Repeat word for word the lines in the items below, starting with the line that contains "Exercise. Label the tree" and continuing through the end of the items.

>> Start

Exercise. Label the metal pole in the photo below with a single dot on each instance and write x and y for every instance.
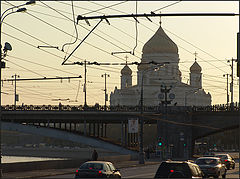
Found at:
(1, 95)
(232, 85)
(227, 89)
(105, 105)
(85, 83)
(15, 92)
(141, 154)
(105, 75)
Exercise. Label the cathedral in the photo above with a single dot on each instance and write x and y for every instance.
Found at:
(156, 81)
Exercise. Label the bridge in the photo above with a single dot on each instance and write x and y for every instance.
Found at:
(179, 127)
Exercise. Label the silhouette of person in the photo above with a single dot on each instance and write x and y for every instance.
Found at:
(94, 155)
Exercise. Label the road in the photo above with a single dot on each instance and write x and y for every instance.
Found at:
(149, 171)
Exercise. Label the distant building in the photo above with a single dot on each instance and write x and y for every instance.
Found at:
(160, 48)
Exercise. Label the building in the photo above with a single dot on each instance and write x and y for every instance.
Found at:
(160, 49)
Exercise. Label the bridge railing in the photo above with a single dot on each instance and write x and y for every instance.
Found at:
(161, 109)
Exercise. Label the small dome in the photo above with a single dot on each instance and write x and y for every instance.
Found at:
(126, 70)
(142, 67)
(179, 73)
(160, 43)
(195, 68)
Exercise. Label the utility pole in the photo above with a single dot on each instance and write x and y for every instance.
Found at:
(165, 90)
(227, 88)
(15, 90)
(231, 84)
(105, 89)
(85, 83)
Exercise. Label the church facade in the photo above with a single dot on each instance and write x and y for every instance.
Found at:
(167, 76)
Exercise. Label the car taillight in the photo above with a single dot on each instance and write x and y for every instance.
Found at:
(212, 169)
(99, 173)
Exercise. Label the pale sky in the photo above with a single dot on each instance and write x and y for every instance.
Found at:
(48, 23)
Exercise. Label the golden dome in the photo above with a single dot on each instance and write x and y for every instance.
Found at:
(126, 70)
(195, 68)
(160, 43)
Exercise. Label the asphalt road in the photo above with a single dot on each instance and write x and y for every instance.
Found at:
(149, 172)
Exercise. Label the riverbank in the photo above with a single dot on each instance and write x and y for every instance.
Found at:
(55, 172)
(55, 152)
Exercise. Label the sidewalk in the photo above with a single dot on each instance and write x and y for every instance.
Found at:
(54, 172)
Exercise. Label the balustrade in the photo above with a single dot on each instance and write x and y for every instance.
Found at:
(218, 107)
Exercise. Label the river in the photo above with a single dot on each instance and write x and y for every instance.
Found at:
(15, 159)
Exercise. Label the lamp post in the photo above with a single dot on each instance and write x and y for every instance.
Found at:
(2, 64)
(141, 153)
(105, 89)
(188, 93)
(227, 88)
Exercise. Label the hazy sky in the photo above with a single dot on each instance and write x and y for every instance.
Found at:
(51, 23)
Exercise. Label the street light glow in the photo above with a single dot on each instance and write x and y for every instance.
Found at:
(22, 10)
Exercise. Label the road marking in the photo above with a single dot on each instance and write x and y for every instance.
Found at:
(148, 175)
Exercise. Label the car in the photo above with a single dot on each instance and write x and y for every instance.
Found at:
(212, 167)
(97, 169)
(178, 169)
(227, 160)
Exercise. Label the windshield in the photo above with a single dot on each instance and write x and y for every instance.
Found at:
(222, 156)
(206, 161)
(95, 166)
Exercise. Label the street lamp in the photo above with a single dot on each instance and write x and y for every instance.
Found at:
(141, 153)
(188, 93)
(2, 65)
(227, 87)
(105, 89)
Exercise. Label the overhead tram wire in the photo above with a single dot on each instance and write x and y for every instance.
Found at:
(74, 23)
(167, 6)
(42, 65)
(88, 30)
(32, 37)
(178, 36)
(26, 69)
(182, 39)
(70, 35)
(98, 30)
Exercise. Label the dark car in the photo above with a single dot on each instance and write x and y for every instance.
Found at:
(97, 169)
(227, 160)
(178, 169)
(212, 166)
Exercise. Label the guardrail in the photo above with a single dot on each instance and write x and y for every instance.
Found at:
(97, 107)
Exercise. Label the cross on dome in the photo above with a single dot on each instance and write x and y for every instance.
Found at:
(126, 58)
(195, 55)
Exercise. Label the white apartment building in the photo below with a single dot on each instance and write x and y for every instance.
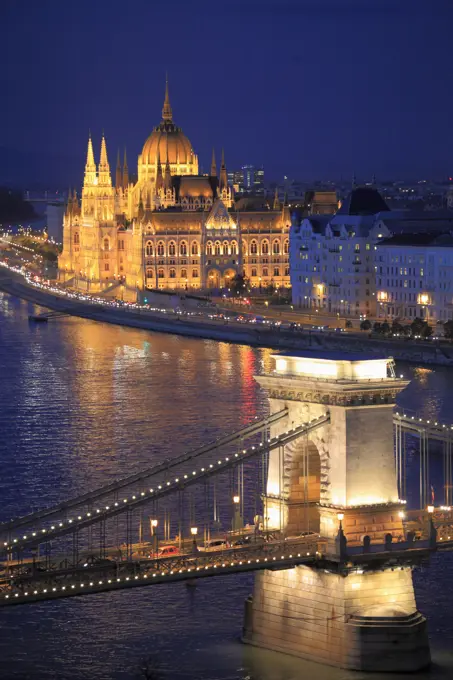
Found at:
(332, 266)
(414, 276)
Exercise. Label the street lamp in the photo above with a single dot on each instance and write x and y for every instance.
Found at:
(194, 532)
(153, 524)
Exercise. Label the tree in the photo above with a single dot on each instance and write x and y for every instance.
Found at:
(238, 284)
(421, 327)
(448, 329)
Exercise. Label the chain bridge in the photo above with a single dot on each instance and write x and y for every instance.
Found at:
(312, 498)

>> End

__In response__:
Exercise. Label the tree in the photo above with a single dot on each instance and write x and y for every instance.
Found at:
(238, 284)
(421, 327)
(448, 329)
Exercise. Label the chain bridge in the photo above with a single dot on each instance and write x and y for every instance.
Found at:
(312, 498)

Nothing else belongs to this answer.